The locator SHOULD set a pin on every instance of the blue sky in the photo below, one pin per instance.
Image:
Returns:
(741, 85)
——————
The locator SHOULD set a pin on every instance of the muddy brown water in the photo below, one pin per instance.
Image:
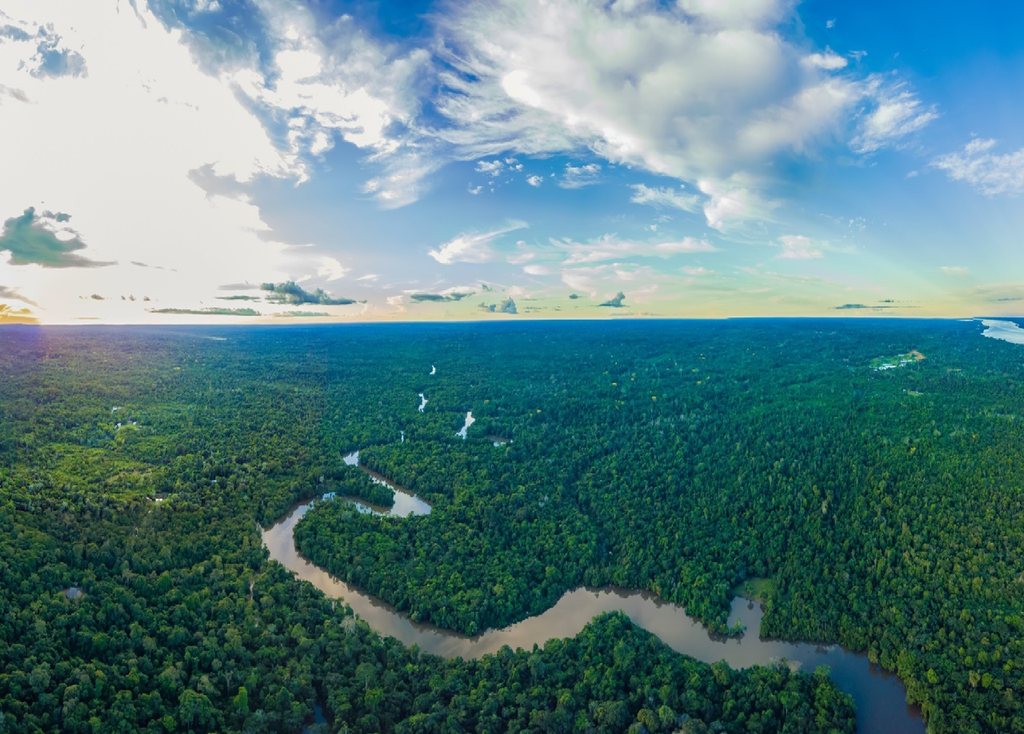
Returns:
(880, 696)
——————
• [PROBLEM DESCRIPTION]:
Locate every line in the material above that contains the word "instance", and copy each of those lines in full.

• [REPLY]:
The locator SHOULD set a pin on every instance of the blue sky in the photo below, one pin per instance.
The locator SHOULD set a pin on every instance of the muddy brown water in the photo below, one pin per instance.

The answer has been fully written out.